Text excerpt>

§

Colorado Mountain College partners with Climax Molybdenum to offer electrician apprenticeship

This article first appeared in the Summit Daily News. By Alli Langley. 

Colorado Mountain College partnered with Freeport MacMoRan, parent corporation of the Climax Molybdenum Co. and Henderson Mill, so the college can provide diagnostic electrician training for company employees in Leadville and Summit County
Colorado Mountain College partnered with Freeport MacMoRan, parent corporation of the Climax Molybdenum Co. and Henderson Mill, so the college can provide diagnostic electrician training for company employees in Leadville and Summit County.

Climax Molybdenum Co. needed help, and Colorado Mountain College came to the company’s aid.

The company found its industrial electrician positions hard to fill and approached Colorado Mountain College about creating a Summit County program where Climax employees could learn the trade.

The college worked with Climax parent company, Freeport-McMoRan, over the last few months to develop the program, and its four apprentices started class at the CMC campus in Dillon on Saturday, Sept. 6.

“This is the first time that we’ve done anything like this,” said Matt Gianneschi, COO for the college, adding that he hopes the agreement will become a model for more local corporations, like the ski resorts, as well as other colleges around the country.

In a “very close partnership,” he said, Climax agreed to pay CMC for the full cost of classes for its four apprentices, who will work for Climax while they study, as well as the cost of educating eight students in some classes with only the four apprentices, making the program financially feasible for the college.

The company also will pay CMC for transportation for faculty members, as the electrician program is normally run out of the Rifle campus, and other supplementary costs.

In exchange, the college works with the company to develop the program’s curriculum and provides the company with updates on the students’ progress.

CMC WEBSITE CHANGES

Also starting this fall, students studying anywhere with Colorado Mountain College will notice changes in the college’s online interface when they log in.

The college’s board of trustees approved a contract Monday, Sept. 8, with Ellucian, a technology company that will provide new enhanced software that students will use for registration, financial aid, accounts payable and other services. The interface will be phased in slowly with changes every couple months.

§

(Point localization data)
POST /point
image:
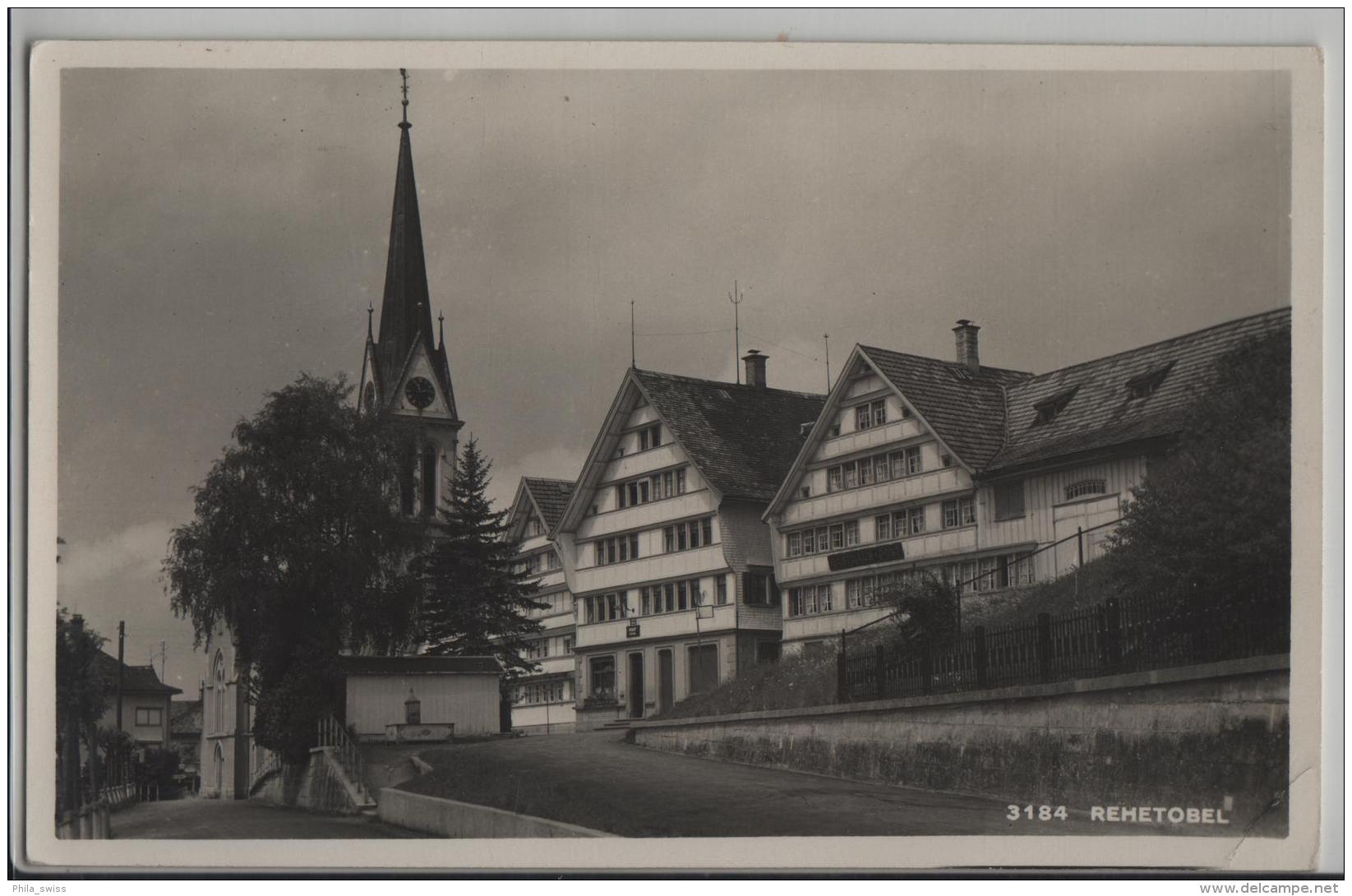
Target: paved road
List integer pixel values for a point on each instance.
(241, 820)
(598, 782)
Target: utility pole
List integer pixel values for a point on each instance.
(122, 641)
(736, 298)
(826, 338)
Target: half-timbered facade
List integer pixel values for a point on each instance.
(662, 543)
(990, 478)
(545, 700)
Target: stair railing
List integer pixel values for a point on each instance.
(331, 734)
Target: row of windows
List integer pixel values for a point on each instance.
(959, 511)
(824, 538)
(538, 649)
(605, 607)
(651, 488)
(879, 468)
(540, 562)
(695, 533)
(616, 550)
(700, 672)
(541, 692)
(986, 573)
(675, 596)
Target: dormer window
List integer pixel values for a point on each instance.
(1085, 487)
(1050, 409)
(1147, 384)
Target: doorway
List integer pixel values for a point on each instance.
(635, 686)
(664, 680)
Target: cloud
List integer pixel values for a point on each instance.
(138, 547)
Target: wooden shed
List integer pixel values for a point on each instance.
(430, 692)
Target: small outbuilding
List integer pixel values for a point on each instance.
(422, 698)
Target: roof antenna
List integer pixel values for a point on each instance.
(736, 298)
(826, 338)
(404, 73)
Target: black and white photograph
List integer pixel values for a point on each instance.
(679, 448)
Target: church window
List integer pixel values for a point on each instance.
(407, 484)
(429, 478)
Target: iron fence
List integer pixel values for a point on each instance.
(1112, 638)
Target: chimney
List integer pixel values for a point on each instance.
(754, 368)
(966, 333)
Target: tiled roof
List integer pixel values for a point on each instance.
(989, 415)
(140, 679)
(186, 717)
(417, 665)
(551, 496)
(964, 407)
(1102, 411)
(742, 438)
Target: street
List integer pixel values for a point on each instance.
(598, 782)
(242, 820)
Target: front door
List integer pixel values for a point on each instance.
(664, 680)
(635, 686)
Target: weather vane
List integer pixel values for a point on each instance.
(404, 73)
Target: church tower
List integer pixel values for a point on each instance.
(404, 375)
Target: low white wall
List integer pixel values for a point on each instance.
(452, 818)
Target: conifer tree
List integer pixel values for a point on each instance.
(478, 600)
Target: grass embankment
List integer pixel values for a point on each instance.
(1066, 595)
(800, 680)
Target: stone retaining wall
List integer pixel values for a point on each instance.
(1213, 736)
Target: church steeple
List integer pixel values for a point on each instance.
(406, 331)
(404, 373)
(406, 310)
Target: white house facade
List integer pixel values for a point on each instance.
(544, 702)
(662, 543)
(986, 478)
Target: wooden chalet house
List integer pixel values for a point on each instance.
(662, 541)
(987, 478)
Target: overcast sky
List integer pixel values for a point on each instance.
(224, 230)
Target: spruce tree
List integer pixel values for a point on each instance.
(476, 599)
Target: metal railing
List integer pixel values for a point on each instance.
(1112, 638)
(331, 734)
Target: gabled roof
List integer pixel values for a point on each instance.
(418, 665)
(1102, 413)
(741, 438)
(964, 407)
(551, 497)
(138, 679)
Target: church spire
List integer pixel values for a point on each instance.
(406, 310)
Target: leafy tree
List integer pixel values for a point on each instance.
(925, 607)
(299, 547)
(478, 599)
(83, 694)
(1213, 518)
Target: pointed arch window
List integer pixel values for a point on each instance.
(430, 455)
(407, 480)
(218, 684)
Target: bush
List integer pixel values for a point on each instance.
(792, 683)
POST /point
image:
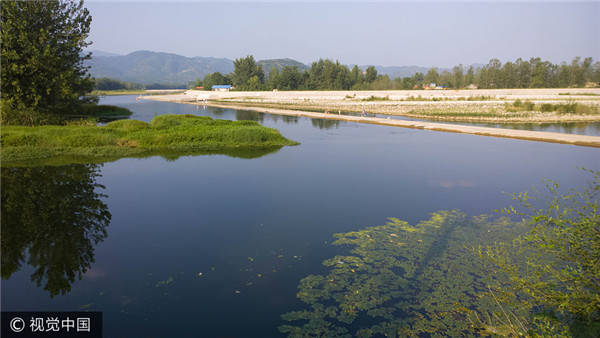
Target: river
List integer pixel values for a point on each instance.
(215, 245)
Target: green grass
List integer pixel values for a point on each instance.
(166, 134)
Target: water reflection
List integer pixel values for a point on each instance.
(52, 218)
(402, 280)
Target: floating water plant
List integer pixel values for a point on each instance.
(402, 280)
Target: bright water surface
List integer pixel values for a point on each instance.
(252, 227)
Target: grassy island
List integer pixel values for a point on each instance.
(165, 135)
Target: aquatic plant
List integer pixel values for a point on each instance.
(401, 280)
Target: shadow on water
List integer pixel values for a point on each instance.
(52, 218)
(402, 280)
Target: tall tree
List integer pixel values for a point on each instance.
(244, 70)
(370, 74)
(43, 71)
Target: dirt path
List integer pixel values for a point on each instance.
(573, 139)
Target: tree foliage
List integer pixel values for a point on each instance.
(43, 75)
(52, 219)
(554, 269)
(327, 74)
(247, 74)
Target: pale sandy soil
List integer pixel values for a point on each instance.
(457, 105)
(272, 102)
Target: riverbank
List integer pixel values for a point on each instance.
(490, 106)
(232, 100)
(166, 134)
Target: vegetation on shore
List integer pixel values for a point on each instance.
(175, 134)
(467, 109)
(332, 75)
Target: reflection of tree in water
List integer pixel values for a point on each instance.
(325, 124)
(56, 215)
(402, 280)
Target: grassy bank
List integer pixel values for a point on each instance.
(476, 109)
(133, 92)
(176, 134)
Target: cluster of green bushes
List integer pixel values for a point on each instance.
(130, 137)
(570, 107)
(330, 75)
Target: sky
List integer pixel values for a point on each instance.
(392, 33)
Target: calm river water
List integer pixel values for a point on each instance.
(214, 246)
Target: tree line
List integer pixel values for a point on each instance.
(329, 75)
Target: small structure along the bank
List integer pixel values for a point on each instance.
(581, 140)
(221, 88)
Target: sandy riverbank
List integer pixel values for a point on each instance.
(233, 99)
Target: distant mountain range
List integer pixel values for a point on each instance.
(148, 67)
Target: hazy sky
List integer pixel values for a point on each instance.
(399, 33)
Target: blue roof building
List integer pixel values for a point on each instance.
(221, 88)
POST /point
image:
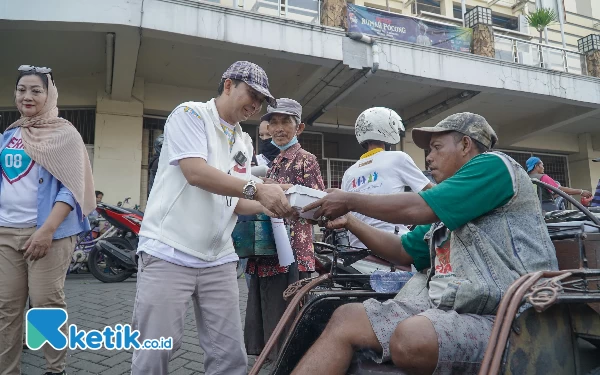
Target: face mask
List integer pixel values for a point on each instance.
(285, 147)
(266, 148)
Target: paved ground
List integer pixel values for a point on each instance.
(93, 305)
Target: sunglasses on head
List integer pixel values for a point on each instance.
(36, 69)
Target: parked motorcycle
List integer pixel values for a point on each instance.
(84, 246)
(114, 259)
(349, 260)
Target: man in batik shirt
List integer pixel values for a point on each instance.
(268, 280)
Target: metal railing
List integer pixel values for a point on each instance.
(298, 10)
(540, 55)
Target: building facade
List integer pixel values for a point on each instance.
(121, 67)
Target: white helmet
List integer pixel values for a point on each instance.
(379, 124)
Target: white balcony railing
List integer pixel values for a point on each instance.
(298, 10)
(540, 55)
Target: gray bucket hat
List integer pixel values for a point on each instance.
(285, 106)
(253, 75)
(469, 124)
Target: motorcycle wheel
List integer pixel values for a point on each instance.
(101, 266)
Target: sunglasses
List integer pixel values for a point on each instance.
(36, 69)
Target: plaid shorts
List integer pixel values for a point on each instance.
(462, 338)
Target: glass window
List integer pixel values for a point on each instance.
(503, 21)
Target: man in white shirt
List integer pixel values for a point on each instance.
(380, 171)
(185, 241)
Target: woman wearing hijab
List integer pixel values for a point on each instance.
(46, 194)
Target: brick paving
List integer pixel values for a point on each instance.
(94, 305)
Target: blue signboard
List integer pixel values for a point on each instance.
(409, 29)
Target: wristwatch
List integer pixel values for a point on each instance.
(249, 190)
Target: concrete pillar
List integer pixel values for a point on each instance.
(590, 46)
(583, 171)
(334, 13)
(118, 146)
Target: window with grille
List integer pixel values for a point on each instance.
(153, 127)
(503, 21)
(337, 169)
(313, 143)
(556, 166)
(84, 121)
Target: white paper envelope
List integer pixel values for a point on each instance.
(300, 196)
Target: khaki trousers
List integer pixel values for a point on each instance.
(164, 291)
(43, 280)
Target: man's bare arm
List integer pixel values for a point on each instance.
(198, 173)
(401, 208)
(384, 244)
(248, 207)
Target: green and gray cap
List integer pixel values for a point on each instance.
(285, 106)
(469, 124)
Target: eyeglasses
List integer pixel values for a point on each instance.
(36, 69)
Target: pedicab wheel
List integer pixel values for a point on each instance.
(103, 268)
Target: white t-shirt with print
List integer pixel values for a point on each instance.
(18, 193)
(187, 139)
(386, 172)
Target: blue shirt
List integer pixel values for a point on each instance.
(50, 191)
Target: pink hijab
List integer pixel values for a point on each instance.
(56, 145)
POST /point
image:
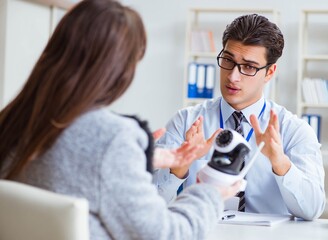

§

Problem 1> Edit the stretch of the apprenticeship article from "Also starting this" through "they log in.", replacing "online interface" with "web portal".
Problem 2> According to the apprenticeship article, on what day did Colorado Mountain College's board of trustees approve the contract with Ellucian?
The data bear no relation to the apprenticeship article.

Your response 1>
Also starting this fall, students studying anywhere with Colorado Mountain College will notice changes in the college’s web portal when they log in.

Your response 2> Monday, Sept. 8.